§ **Provided passage**:
-- begin --

Hello,
After making a disk array on my head node, I'm having some trouble
getting everything to work correctly again. I believe I re-installed
lam-mpi and xlf and some other libraries in the same order I did
originally, but code which used to run now breaks at run-time.
Has anyone seen this error before?:
*** malloc[20312]: error for object 0x505a90: Incorrect checksum for
freed object - object was probably modified after being freed; break at
szone_error
I'm running:
8 dual-processor G5 Xserves
Mac OS X Server 10.3.8 with the latest security updates
gcc version 3.3 20030304 (build 1671)
xlf 8.1
lam-7.2b1r10036 lam with -O3 -qtune-auto -qarch=auto
The code compiles and runs in serial (without MPI).
Any pointers would be appreciated.
-Ed
..............................................

-- end --

§ **Information given**:

-- begin --

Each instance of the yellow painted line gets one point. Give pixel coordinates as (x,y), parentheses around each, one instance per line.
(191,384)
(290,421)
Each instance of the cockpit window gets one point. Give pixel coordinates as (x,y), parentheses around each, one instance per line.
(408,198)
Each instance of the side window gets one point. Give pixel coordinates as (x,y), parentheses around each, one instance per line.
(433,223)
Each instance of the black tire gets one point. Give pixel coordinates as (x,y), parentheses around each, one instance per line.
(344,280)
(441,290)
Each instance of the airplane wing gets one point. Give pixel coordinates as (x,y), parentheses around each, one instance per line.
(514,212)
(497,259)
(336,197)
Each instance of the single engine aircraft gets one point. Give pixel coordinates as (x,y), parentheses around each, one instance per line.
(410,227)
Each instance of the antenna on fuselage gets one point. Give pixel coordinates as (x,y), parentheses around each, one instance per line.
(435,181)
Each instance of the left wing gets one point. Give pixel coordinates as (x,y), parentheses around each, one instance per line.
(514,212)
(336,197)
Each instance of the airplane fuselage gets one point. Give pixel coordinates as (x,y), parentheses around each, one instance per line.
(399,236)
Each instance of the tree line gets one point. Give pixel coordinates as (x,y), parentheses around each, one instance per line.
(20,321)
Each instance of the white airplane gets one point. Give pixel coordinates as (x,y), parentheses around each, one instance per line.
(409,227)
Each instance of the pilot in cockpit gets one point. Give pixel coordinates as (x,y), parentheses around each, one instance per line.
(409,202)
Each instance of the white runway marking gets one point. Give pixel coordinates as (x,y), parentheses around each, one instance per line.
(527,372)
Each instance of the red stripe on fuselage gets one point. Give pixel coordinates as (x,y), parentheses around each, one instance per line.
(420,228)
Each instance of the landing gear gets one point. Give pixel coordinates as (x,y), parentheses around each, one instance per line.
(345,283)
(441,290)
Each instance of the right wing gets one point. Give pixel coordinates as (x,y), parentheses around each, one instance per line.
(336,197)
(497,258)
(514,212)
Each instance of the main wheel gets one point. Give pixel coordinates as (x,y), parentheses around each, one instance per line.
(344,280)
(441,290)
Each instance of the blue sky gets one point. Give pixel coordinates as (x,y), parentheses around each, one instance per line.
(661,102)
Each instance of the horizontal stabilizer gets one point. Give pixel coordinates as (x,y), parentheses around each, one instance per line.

-- end --

§ **Objective**:
In the forum post about the malloc error, which operating system version is the cluster running?

§ **Solution to the exercise**:
Mac OS X Server 10.3.8 with the latest security updates.